SHORT EXERCISE: Count the lines in the listing that contain the word "coat", and give only that number.
※ ※ ※
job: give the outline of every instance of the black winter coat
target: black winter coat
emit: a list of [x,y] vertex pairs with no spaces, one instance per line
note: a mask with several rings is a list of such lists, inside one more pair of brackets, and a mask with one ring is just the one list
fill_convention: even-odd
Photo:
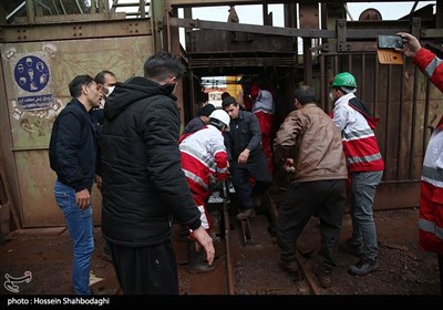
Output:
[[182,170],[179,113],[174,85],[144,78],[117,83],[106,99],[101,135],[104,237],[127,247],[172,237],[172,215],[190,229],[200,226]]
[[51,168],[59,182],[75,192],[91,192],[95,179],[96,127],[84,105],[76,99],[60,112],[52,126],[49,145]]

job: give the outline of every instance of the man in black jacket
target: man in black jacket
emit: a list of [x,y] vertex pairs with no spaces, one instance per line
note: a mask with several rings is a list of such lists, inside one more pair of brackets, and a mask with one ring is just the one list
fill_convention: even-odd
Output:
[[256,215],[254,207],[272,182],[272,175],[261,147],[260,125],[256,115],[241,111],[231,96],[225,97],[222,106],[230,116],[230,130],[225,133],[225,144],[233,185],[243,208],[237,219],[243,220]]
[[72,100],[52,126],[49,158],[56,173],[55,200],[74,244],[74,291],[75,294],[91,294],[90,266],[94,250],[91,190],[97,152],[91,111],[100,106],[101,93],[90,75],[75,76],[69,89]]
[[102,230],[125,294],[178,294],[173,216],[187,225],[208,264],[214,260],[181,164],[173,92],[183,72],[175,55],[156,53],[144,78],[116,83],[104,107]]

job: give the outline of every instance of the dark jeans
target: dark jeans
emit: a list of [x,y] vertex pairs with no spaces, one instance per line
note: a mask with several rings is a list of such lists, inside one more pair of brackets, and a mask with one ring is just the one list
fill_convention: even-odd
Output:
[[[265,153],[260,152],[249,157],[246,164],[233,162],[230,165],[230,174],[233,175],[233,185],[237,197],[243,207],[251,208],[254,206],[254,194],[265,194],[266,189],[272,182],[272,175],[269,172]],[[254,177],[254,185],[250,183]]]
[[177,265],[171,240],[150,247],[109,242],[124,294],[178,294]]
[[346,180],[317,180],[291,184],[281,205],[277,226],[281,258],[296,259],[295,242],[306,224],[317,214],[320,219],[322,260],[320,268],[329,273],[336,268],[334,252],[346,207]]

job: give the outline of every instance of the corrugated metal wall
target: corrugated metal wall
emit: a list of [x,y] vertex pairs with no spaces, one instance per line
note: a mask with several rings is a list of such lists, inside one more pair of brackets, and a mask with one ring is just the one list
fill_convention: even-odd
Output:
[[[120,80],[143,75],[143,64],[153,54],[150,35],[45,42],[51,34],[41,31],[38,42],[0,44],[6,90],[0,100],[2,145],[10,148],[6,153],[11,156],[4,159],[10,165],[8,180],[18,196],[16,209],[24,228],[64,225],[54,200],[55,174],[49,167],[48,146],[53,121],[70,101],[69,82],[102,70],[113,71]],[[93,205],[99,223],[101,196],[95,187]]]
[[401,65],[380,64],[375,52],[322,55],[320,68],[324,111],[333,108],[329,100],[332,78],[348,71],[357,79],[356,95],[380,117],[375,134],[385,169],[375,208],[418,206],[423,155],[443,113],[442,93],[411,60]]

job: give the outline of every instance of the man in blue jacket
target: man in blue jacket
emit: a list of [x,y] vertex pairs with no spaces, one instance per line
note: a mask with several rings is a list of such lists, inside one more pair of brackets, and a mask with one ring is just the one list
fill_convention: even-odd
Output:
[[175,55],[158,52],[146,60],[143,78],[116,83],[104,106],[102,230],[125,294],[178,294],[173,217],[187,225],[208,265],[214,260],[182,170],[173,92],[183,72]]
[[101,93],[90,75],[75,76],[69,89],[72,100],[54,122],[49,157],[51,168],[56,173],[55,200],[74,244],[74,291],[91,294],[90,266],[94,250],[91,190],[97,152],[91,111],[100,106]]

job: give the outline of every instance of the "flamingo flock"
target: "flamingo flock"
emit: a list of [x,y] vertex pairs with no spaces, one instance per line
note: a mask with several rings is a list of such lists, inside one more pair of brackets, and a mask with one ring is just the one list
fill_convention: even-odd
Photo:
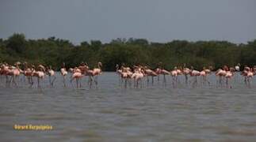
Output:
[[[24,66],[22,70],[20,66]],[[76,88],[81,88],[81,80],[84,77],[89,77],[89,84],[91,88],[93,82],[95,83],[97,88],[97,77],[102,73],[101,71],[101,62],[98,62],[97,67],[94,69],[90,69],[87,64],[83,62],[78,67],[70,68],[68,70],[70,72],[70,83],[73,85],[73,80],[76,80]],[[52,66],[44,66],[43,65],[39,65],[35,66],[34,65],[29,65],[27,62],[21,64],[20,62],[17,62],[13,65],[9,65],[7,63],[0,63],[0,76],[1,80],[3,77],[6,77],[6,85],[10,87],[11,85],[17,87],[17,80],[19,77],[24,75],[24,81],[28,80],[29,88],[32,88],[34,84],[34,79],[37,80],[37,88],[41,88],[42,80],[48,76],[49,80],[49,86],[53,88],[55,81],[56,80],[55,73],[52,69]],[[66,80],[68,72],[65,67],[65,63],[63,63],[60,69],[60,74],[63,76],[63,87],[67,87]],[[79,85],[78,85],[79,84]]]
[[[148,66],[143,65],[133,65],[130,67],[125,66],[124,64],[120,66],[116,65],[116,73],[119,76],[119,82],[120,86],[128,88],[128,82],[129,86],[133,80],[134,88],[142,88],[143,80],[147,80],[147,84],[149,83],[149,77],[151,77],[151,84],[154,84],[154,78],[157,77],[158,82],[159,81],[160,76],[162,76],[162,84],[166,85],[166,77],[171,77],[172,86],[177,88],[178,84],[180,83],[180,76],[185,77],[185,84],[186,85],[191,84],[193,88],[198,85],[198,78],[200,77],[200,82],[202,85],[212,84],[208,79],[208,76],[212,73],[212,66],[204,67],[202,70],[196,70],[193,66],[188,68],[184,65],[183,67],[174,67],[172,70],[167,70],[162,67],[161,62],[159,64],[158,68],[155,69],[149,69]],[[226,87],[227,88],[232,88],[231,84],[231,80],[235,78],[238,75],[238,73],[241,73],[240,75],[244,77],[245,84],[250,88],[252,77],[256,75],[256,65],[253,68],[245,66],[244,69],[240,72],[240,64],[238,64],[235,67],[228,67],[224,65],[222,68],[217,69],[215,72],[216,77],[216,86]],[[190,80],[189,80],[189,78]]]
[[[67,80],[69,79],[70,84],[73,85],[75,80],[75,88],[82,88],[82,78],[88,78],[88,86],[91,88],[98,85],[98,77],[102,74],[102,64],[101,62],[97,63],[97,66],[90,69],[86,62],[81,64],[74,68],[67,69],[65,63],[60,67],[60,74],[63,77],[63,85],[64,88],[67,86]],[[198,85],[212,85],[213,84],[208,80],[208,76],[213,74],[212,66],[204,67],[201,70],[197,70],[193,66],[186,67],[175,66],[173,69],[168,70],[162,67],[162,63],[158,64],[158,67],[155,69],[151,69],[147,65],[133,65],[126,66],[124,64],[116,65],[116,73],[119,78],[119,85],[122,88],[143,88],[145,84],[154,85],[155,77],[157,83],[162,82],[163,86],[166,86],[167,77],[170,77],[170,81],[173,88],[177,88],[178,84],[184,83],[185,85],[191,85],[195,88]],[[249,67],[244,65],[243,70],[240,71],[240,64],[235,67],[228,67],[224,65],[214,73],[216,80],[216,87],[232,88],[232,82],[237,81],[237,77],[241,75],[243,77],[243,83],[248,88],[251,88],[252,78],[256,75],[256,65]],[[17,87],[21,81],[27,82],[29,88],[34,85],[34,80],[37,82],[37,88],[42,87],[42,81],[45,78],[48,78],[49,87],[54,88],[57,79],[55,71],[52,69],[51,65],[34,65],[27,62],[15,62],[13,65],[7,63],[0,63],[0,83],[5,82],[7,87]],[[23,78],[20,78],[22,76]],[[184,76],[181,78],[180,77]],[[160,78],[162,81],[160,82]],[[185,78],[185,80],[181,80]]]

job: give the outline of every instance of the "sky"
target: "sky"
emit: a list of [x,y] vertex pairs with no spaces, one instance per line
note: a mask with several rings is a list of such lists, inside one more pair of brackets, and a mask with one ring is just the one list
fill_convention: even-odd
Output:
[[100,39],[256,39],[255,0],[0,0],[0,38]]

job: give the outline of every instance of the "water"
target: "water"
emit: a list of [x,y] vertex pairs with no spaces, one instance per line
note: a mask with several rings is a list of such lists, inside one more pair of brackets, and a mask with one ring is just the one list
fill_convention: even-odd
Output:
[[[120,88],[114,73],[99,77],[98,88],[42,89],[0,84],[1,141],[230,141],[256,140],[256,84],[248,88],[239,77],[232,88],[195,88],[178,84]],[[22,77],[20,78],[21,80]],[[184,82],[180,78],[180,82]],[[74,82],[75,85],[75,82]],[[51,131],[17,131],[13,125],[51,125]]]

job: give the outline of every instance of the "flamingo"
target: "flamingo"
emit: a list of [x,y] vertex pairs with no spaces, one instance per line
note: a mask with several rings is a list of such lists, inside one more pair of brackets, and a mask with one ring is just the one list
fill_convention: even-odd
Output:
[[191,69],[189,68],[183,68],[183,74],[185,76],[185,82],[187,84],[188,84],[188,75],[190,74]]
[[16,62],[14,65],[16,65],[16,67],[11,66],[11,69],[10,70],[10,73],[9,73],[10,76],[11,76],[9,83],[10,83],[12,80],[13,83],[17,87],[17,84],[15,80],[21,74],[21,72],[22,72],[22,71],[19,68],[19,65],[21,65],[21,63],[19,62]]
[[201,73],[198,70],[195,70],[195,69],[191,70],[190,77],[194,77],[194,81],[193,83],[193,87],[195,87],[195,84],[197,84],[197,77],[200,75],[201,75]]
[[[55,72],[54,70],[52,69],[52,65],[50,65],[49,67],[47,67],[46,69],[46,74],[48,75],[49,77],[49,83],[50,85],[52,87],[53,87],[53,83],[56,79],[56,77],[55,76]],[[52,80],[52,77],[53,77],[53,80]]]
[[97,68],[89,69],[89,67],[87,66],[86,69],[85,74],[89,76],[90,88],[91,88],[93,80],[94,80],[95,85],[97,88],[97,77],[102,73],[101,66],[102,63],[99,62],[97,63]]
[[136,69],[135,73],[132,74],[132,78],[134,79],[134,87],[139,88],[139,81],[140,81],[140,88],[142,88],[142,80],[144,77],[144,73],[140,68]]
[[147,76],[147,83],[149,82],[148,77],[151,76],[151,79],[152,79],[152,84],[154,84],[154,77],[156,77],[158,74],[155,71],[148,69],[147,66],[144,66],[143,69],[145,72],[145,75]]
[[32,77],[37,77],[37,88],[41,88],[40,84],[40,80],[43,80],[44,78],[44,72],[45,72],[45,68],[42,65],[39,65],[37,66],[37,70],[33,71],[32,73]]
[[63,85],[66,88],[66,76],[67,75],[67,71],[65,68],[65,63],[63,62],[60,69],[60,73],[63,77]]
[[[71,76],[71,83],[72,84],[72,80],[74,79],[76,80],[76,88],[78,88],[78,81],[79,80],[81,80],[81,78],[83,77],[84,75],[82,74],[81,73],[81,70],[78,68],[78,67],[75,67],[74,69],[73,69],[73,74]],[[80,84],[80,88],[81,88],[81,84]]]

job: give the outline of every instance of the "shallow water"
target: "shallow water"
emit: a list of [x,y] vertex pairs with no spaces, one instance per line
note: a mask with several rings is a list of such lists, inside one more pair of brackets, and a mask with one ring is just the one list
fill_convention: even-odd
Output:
※ ※ ※
RESULT OF THE EXERCISE: 2